Le déclic s’est produit en 1966-1967 quand je suis allé au Laos. J’y ai découvert une société qui n’était ni développée, ni sous-développée, elle était a-développée, c’est-à-dire en dehors du développement : des communautés villageoises cultivant le riz gluant et écoutant le riz pousser, parce qu’une fois que le riz était semé, il n’y avait pratiquement rien à faire... ils profitaient du reste du temps pour faire des fêtes, aller à la chasse, etc. Et la réalité des gens c’était de vivre comme ça dans leur village hors du temps. On voyait très bien ce qui allait se produire et ce qui est en train de se passer à l’heure actuelle : c’est que le développement allait détruire cette société non pas idyllique - il n’y a pas de société idyllique - mais cette espèce de bien-être collectif, d’art de vivre, à la fois raffiné, relativement sobre, mais en équilibre avec le milieu naturel. Et donc c’est là au fond que j’ai eu une crise : en tant qu’économiste j’ai perdu la foi dans l’économie, dans la croissance, dans le développement et j’ai commencé mon chemin de Damas. ça tombait bien, parce que je rentrais en France et j’ai été saisi par Mai 68. J’ai eu la chance de trouver un poste tout de suite à l’université et de commencer des enseignements. Après Mai 68, les profs étaient pratiquement tous partis à Paris, et à Lille je me suis retrouvé à faire ce que je voulais ou à peu près.

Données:
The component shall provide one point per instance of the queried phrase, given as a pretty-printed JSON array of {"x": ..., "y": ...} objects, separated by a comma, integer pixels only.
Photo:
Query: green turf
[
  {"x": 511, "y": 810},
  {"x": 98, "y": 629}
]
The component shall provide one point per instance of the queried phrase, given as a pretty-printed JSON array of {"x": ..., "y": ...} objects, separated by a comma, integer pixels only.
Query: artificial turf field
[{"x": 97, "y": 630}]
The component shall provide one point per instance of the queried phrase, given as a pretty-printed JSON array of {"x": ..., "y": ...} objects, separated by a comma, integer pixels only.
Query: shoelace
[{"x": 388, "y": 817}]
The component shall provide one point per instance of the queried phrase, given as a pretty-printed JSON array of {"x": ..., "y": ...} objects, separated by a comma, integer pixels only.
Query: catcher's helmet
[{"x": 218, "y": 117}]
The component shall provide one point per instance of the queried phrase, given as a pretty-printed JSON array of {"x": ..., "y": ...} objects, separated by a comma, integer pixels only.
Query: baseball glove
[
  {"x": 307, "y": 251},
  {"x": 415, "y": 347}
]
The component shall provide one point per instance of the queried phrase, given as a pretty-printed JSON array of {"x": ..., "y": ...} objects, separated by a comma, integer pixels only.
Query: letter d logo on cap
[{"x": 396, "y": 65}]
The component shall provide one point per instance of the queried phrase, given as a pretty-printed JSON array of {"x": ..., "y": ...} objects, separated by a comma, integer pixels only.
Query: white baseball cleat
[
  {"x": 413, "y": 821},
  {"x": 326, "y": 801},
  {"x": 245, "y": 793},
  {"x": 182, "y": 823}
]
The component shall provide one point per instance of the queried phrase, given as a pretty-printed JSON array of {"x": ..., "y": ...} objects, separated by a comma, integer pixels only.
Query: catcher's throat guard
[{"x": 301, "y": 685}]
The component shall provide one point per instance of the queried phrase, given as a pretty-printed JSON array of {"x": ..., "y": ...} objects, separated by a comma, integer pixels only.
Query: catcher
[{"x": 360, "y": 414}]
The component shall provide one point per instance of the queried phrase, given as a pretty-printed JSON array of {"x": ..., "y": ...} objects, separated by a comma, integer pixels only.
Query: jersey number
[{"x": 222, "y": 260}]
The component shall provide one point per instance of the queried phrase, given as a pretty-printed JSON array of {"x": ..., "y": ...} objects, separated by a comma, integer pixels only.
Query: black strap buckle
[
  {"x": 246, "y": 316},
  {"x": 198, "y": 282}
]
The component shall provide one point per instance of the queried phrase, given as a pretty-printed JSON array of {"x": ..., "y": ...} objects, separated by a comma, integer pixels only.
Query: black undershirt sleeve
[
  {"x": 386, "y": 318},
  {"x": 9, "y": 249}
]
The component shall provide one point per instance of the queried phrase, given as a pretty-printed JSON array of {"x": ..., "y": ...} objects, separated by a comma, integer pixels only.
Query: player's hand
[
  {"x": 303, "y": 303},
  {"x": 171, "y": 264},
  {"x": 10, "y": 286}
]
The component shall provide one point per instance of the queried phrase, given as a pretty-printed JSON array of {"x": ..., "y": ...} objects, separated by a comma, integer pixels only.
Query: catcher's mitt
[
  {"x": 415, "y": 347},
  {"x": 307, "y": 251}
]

**Tâche demandée 1:** Selon le texte extrait, que cultivaient les communautés villageoises du Laos ?
**Tâche demandée 2:** Traduisez en anglais cette phrase du texte extrait : « J’ai eu la chance de trouver un poste tout de suite à l’université et de commencer des enseignements. »
**Tâche demandée 3:**
Pour chacune des affirmations suivantes, dites si elle concorde avec le texte extrait, en citant les mots qui le montrent.
(a) Le séjour au Laos a eu lieu en 1966-1967.
(b) La société laotienne décrite était idyllique.
(c) Après Mai 68, les professeurs de Lille étaient presque tous restés sur place.

**Solution 1:** Elles cultivaient le riz gluant.

**Solution 2:** I was lucky enough to find a position at the university right away and to begin teaching.

**Solution 3:**
(a) Oui : « Le déclic s’est produit en 1966-1967 quand je suis allé au Laos. »
(b) Non : « cette société non pas idyllique - il n’y a pas de société idyllique ».
(c) Non : « les profs étaient pratiquement tous partis à Paris ».